Given text:
———

5 recpt. on 15 amp circuit, 8 recpt on 20 amp circuit


----------



## TNHermit (Jul 14, 2005)

Nimrod said:


> http://users.wfu.edu/matthews/courses/p230/switches/SwitchesTut.html


Thanks
About to wire up my first three and four ways in the TIny House. I think I can follow that


----------



## MushCreek (Jan 7, 2008)

You better not put any of the outlets pictured on a 20 amp circuit. That's a 15A outlet. It's also not tamper-resistant, which was added by NEC in 2008. While we're at it, nearly every circuit that isn't GFI needs to be AFI, a pain, since many motors, such as your vacuum cleaner will trip an AFI. NEC doesn't actually specify how many outlets can go on a circuit, although 180 watts per outlet is a good way to figure it.

I'm in the middle of wiring our new place, and there's a lot to it. At least electrical code is specific and clear-cut. Plumbing, on the other hand, is quite vague. I have 3 different plumbing books, and each one has conflicting information. If I could figure out which book was 'right', I'd burn the other two!


----------



## wharton (Oct 9, 2011)

Mushcreek, unless there has been a very recent code revision, 15 amp devices (both switches and receptacles) are acceptable on a 20 amp circuit. I have found that the arc fault issue with vacuums and such is a pretty limited issue. I know that the problem exists, but I never heard from one of my customers who had the issue. I agree that the 180 watt calculation is better that the current requirement. Currently there is a prescribed "watts per sq. ft" requirement for convenience outlets in bedrooms, and other living areas. It's way too lax, as it allows (IIRC) for a single 15 amp branch circuit to cover 500 sq. ft of floor space. Than said, the comment about five outlets on a 15 amp breaker is a little too conservative, in many cases you wouldn't even cover a whole bedroom, or other modest sized room with five outlets. This not only would get awfully expensive, since an arc fault breaker runs $40, but you would then have a room with convenience outlets served by two separate circuits, which could be needlessly confusing. 

As for the right plumbing book, you need a book called "Code-Check" plumbing. It covers both plumbing codes IRC & UPC in great detail, and it's cheap and very easy to understand. One of the bigger enforcement agencies in the region recommends the whole code check series to any builder or tradesman, and they also defer to it, if there is a disagreement. 

As for the ground up question, I started doing it decades ago, when it became a specification requirement in places like schools and hospitals. This was due to it theoretically being safer, when and if, the unlikely combination of a metal cover plate comes loose and falls across the prongs of a cord end that is only partially plugged in. Think real long and hard before you wire a house and put all the outlets upside down. Fact is it's a real PITA when actually using it in the real world. A lot of non-standard cords are specifically designed to be used ground down. In particular portable air conditioners and hair dryers with cord end GFCI devices, and right angle plugs found on everything from refrigerators and power strips. IMHO, there is no compelling reason to do it in a residential application with plastic cover plates, and you will end up regretting it.

———

Assigned task:
From the forum thread about home wiring, copy the part starting at "You better not" and ending at "to figure it.".

Data section:

———

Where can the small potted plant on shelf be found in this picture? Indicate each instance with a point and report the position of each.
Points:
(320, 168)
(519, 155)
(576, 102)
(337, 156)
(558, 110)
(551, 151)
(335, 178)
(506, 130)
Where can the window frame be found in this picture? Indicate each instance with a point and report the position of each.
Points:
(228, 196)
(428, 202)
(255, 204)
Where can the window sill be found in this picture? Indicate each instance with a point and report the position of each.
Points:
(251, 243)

———

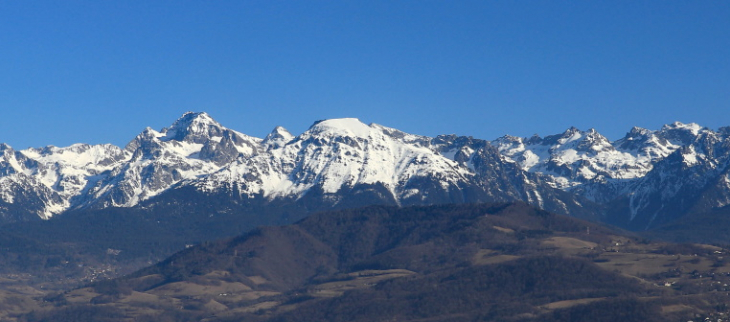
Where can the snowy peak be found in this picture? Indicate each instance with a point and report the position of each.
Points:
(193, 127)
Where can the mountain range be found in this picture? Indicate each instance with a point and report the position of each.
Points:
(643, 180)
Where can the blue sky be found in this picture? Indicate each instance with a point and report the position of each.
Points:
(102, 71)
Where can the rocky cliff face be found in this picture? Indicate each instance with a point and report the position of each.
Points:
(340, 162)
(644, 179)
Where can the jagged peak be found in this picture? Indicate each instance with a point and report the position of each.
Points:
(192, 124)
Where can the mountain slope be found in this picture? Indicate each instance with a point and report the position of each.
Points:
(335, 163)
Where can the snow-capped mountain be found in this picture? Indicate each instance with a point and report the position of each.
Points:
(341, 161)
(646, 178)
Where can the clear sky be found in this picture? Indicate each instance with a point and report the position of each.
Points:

———

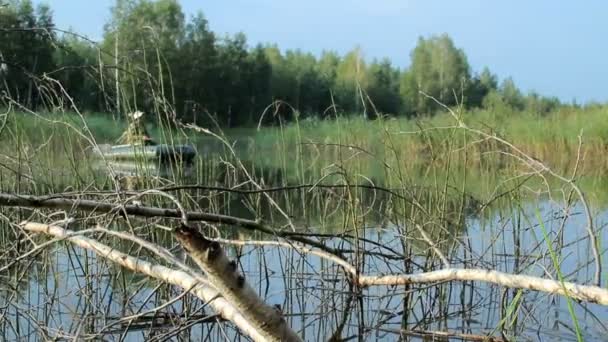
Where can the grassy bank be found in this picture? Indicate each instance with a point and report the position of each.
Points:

———

Response below:
You better not put any of the outlets pictured on a 20 amp circuit. That's a 15A outlet. It's also not tamper-resistant, which was added by NEC in 2008. While we're at it, nearly every circuit that isn't GFI needs to be AFI, a pain, since many motors, such as your vacuum cleaner will trip an AFI. NEC doesn't actually specify how many outlets can go on a circuit, although 180 watts per outlet is a good way to figure it.